● PROBLEM: Carry none of the pictures over; set down the material below exactly.

● GIVEN RECORDS:
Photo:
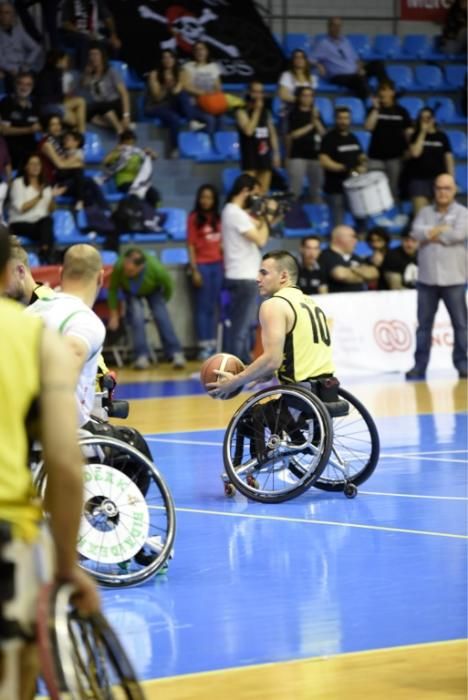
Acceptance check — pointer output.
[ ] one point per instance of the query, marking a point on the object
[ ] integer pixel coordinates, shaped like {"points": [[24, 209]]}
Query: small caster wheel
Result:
{"points": [[229, 490], [350, 491]]}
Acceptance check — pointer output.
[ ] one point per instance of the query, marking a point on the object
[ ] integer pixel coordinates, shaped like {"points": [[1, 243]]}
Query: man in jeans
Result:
{"points": [[442, 232], [141, 276]]}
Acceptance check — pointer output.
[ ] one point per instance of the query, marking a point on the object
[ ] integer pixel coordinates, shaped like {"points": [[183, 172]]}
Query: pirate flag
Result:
{"points": [[234, 32]]}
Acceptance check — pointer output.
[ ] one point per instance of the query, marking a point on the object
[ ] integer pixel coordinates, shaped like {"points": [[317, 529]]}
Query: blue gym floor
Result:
{"points": [[316, 576]]}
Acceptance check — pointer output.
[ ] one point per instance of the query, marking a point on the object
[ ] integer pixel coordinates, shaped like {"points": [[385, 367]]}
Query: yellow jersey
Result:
{"points": [[307, 352], [19, 389]]}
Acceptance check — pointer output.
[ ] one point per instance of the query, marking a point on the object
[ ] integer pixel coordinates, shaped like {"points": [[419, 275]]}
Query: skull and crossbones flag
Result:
{"points": [[235, 33]]}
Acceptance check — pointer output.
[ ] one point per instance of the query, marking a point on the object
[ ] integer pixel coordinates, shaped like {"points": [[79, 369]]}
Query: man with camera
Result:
{"points": [[245, 229]]}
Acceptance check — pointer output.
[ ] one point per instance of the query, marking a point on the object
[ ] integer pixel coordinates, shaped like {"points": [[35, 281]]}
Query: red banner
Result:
{"points": [[424, 10]]}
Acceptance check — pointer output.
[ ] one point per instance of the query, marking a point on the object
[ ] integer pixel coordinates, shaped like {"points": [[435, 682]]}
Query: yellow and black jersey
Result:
{"points": [[19, 390], [307, 352]]}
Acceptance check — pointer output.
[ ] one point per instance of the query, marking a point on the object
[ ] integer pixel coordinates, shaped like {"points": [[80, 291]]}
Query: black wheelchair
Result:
{"points": [[285, 439]]}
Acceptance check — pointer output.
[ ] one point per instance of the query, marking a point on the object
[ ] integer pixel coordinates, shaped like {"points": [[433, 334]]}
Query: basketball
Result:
{"points": [[224, 362]]}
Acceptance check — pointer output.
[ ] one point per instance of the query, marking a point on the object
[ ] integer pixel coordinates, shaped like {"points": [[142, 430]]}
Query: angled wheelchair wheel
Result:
{"points": [[355, 450], [277, 444], [81, 657]]}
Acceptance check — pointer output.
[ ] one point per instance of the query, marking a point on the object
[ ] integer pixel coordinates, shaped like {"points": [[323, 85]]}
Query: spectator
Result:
{"points": [[391, 128], [206, 266], [31, 203], [430, 155], [107, 95], [85, 24], [54, 91], [259, 146], [141, 276], [19, 120], [18, 52], [337, 61], [310, 280], [341, 155], [243, 237], [343, 270], [442, 232], [304, 138], [400, 266]]}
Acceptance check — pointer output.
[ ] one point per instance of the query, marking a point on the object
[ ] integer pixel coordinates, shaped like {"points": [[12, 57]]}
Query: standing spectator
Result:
{"points": [[442, 232], [243, 237], [18, 52], [259, 146], [338, 62], [206, 266], [343, 270], [304, 138], [53, 91], [31, 203], [19, 120], [340, 156], [310, 280], [107, 95], [87, 22], [390, 126], [141, 276], [400, 266]]}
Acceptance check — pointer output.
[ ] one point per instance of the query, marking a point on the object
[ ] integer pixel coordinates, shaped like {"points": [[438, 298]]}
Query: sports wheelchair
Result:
{"points": [[286, 438], [127, 529]]}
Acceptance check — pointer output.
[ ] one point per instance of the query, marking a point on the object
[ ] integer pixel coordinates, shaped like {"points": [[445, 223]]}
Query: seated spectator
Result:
{"points": [[304, 138], [338, 62], [430, 155], [108, 101], [258, 140], [310, 280], [391, 128], [343, 270], [400, 266], [18, 52], [19, 120], [53, 91], [31, 203], [85, 24], [141, 276], [341, 155], [206, 266], [454, 31]]}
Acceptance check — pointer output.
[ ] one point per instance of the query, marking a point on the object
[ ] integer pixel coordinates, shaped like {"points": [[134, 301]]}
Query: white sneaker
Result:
{"points": [[142, 362]]}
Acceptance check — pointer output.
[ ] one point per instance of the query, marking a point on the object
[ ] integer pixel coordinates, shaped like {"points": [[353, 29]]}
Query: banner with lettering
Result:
{"points": [[235, 33]]}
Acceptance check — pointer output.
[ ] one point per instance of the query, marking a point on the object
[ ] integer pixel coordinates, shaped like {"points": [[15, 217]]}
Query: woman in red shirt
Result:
{"points": [[206, 264]]}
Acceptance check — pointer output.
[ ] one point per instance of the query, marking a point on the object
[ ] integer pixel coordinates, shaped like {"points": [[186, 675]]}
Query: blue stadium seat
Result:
{"points": [[227, 144], [386, 46], [412, 104], [93, 149], [401, 75], [455, 75], [174, 256], [355, 106], [457, 141], [461, 178], [428, 78], [415, 46], [197, 146]]}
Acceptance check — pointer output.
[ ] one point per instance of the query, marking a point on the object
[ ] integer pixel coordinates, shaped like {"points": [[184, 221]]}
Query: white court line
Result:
{"points": [[280, 518]]}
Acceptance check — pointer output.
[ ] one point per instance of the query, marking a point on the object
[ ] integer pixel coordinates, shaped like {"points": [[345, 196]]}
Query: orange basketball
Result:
{"points": [[224, 362]]}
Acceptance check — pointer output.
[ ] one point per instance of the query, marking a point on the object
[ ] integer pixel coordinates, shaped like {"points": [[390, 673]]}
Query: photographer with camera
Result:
{"points": [[258, 139], [245, 228]]}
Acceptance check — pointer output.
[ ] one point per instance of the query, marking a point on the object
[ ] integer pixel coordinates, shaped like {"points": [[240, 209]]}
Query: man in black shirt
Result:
{"points": [[343, 271], [340, 156], [19, 120], [310, 280]]}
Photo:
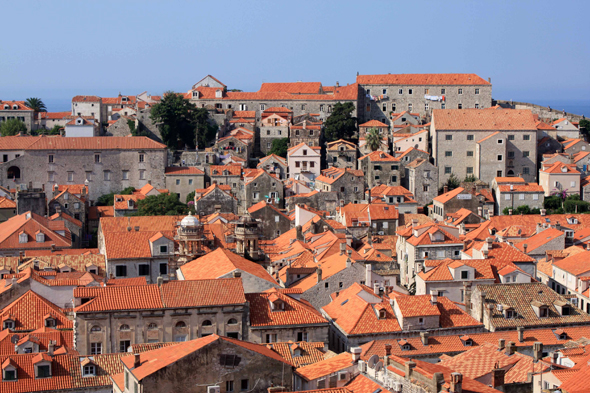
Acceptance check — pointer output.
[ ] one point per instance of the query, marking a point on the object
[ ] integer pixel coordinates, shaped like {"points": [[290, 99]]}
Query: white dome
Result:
{"points": [[189, 221]]}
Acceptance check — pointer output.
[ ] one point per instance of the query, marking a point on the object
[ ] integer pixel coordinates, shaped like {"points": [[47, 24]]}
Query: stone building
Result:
{"points": [[304, 162], [18, 110], [341, 154], [308, 131], [274, 164], [512, 192], [422, 179], [236, 365], [274, 124], [274, 222], [382, 95], [183, 180], [279, 316], [484, 143], [349, 184], [108, 164], [300, 97], [215, 199], [112, 318], [262, 186], [381, 168]]}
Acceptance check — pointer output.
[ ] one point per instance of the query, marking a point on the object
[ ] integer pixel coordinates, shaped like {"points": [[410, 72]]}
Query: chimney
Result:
{"points": [[299, 233], [356, 353], [537, 351], [51, 347], [424, 338], [510, 348], [433, 297], [387, 349], [456, 383], [409, 368], [498, 377]]}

● ANSWER TO THE TASK:
Photo:
Acceptance check — pointer output.
[ ] one point per instance of the query, marking a point on the object
[ ] integer pixel coordinates, shaped like {"points": [[24, 209]]}
Query: small caster wheel
Result:
{"points": [[229, 490], [350, 491]]}
Acceptance check — pointer output.
[ ] one point per instance of the query, marking a point on the object
[ ] integer pixel coordinates, shaped like {"points": [[1, 243]]}
Query: man in jeans
Result:
{"points": [[442, 232], [141, 276]]}
Acceptance check — pointer output.
[ ] one point per instance of the query, marking a point on the object
[ ] integer pixel coordinates, shaped like {"points": [[183, 172]]}
Query: pirate flag
Result:
{"points": [[234, 32]]}
Acceptance check — pointer output.
[ ] one point per instance of the query, marking a point on the object
[ ] integer pixel coordinates, shaped like {"points": [[317, 529]]}
Query: blue gym floor
Result:
{"points": [[316, 576]]}
Acceptance check — pointer output.
[ ] one point per instance of the query, marking a point on the object
[ ] integer pixel coordinates, shaped like {"points": [[385, 367]]}
Query: yellow jersey
Result:
{"points": [[307, 352], [19, 389]]}
Acceptance check — pointer output.
[ ] one point per instance of the query, marking a point on the object
[ ] integer pixel coordinates, shaped like {"points": [[419, 275]]}
Query: skull and crossbones flag
Result:
{"points": [[235, 33]]}
Acceptance check — pointer output.
[ ] one point per instance of the query, marking a point on the object
[ ] integer pixel coordinates, shaped like {"points": [[79, 369]]}
Query: man with camera
Result:
{"points": [[245, 229]]}
Acceptance check — pointer output.
[ ] one point per instance of the query, marking a point on the object
[ ] integer pixel coordinates, shaped like {"points": [[35, 281]]}
Query: red banner
Result:
{"points": [[424, 10]]}
Acceptance check — pointer output.
[ ] one point per instance of the query, marking a point on the object
[ ] integer pixel coordinates, shaped like {"points": [[435, 682]]}
Query: yellow and black jersey
Result:
{"points": [[19, 390], [307, 352]]}
Acceptance check — pointer output.
[ ] one point per instance of the query, marking a point on the object
[ ] integer pixel coordinates, shaped like {"points": [[80, 291]]}
Query: black wheelchair
Result:
{"points": [[285, 439]]}
Acceptance check — pointer output.
[ ] one point per instance of the query, marking a point on the object
[ ] integer pixel coordinates, shaped like {"points": [[433, 334]]}
Query: basketball
Result:
{"points": [[224, 362]]}
Acceptance check — pointer output.
[ ] one point per instance of the query, marking a point on the object
[ ] integer pixel coordinates, shaped like {"points": [[142, 430]]}
Query: angled wheelchair wheel
Result:
{"points": [[355, 450], [277, 444], [81, 657]]}
Acceptance check — pointer output.
[ ] one point per instance of the query, marking a point on the object
[ ] integer pixel coordinates, shaped like {"points": [[323, 85]]}
Query: spectator
Result:
{"points": [[391, 128], [206, 266], [31, 203], [430, 155], [107, 95], [85, 24], [54, 91], [259, 146], [141, 276], [19, 120], [18, 52], [337, 61], [310, 280], [341, 155], [243, 237], [343, 270], [442, 232], [304, 138], [400, 266]]}
Acceptance check — pointer output.
[ ] one point per instance of the query, marking a point on the object
[ ] integer pixel coordinates, shaped like {"points": [[12, 57]]}
Query: standing spectator
Result:
{"points": [[442, 232], [243, 237], [18, 52], [259, 146], [338, 62], [206, 266], [343, 270], [304, 138], [53, 91], [31, 203], [19, 120], [340, 156], [310, 280], [107, 95], [87, 22], [390, 126], [141, 276], [400, 266]]}
Acceptance check — pointer output.
[ ] one point per instance of the query, marking a point on the object
[ ] integer pixel coordinates, shaped like {"points": [[438, 298]]}
Query: sports wheelchair
Result:
{"points": [[286, 438], [127, 529]]}
Acceptance check — pointer output.
[ ] one point per instance of the query, marking a point on the object
[ ] integer pixel coordinates, shaped like {"points": [[445, 223]]}
Query: seated spectator
Result:
{"points": [[304, 138], [338, 62], [430, 155], [108, 101], [258, 140], [310, 280], [391, 128], [343, 270], [400, 266], [18, 52], [19, 120], [53, 91], [31, 203], [85, 24], [141, 276], [341, 155], [206, 266], [454, 31]]}
Acceptance check — pointer output.
[ ] one point per instance of the query, marking a point on the object
[ ] integer pixel coordinates, shaped like {"points": [[134, 301]]}
Query: white sneaker
Result:
{"points": [[142, 362]]}
Acceptance check — pointer output.
[ ] one point per instance of the query, marking a point on the object
[ ] integer pixel coordinates, shaped like {"points": [[353, 29]]}
Query: banner with lettering
Result:
{"points": [[235, 33]]}
Acceptance check — pointer output.
[ ] one point per instance of the query, marking a point on the object
[ ] integer pixel coordinates, shaped like {"points": [[15, 217]]}
Query: woman in red shirt
Result:
{"points": [[206, 264]]}
Acceptance check — pointer output.
[ ] one point per instance of the query, marking a point on the object
[ ] integer pixel coordinates, shaped like {"points": [[186, 675]]}
Query: blue stadium seat
Result:
{"points": [[227, 144], [386, 46], [412, 104], [93, 149], [401, 75], [455, 75], [174, 256], [355, 106], [457, 141], [461, 178], [428, 78], [415, 46], [197, 146]]}
Acceptance check — pointer output.
[ ] one point per instance of the query, marking a point on the object
[ ] integer pixel coordinates, shaped like {"points": [[184, 221]]}
Query: white court line
Result:
{"points": [[280, 518]]}
Acceptance check — pointer output.
[ ] one point per instance of the query, marking a point on the object
[ ] integer pixel coordinates, shaped like {"points": [[345, 196]]}
Query: orange basketball
Result:
{"points": [[224, 362]]}
Acceptance check — pointer output.
[ ] one point per instance of the query, marking a point on the object
[ ] integer pixel coordinates, shaped like {"points": [[390, 673]]}
Query: photographer with camera
Result:
{"points": [[258, 139], [245, 228]]}
Acceptance check — pointer output.
[ ] one point per instance of the query, marking a point on the object
[ ] integer pixel coordinates, shaped like {"points": [[240, 209]]}
Query: man in black shirt
Result:
{"points": [[343, 271], [340, 156], [19, 120], [310, 280]]}
Photo:
Acceptance check — pointer output.
[ ] one point per instance of the query, marking a point on the object
[ ] integer pixel coordinates, shaped like {"points": [[290, 99]]}
Query: white dome
Result:
{"points": [[189, 221]]}
Acceptance check — pointer output.
[ ] one point per instance of the query, marking a point on the object
[ ] integer pixel coordinates, shaped like {"points": [[47, 24]]}
Query: stone building
Result:
{"points": [[304, 162], [18, 110], [341, 154], [308, 131], [274, 164], [512, 192], [422, 179], [236, 365], [274, 124], [274, 222], [382, 95], [183, 180], [279, 316], [484, 143], [349, 184], [108, 164], [300, 97], [215, 199], [112, 318], [262, 186], [381, 168]]}
Acceptance check — pointer output.
[ ] one point per instance of the query, marking a point on the object
[ ] integer pixel coordinates, shaped like {"points": [[410, 72]]}
Query: chimney
Result:
{"points": [[299, 233], [356, 353], [537, 351], [51, 347], [424, 338], [510, 348], [433, 297], [387, 349], [456, 383], [409, 368], [498, 377]]}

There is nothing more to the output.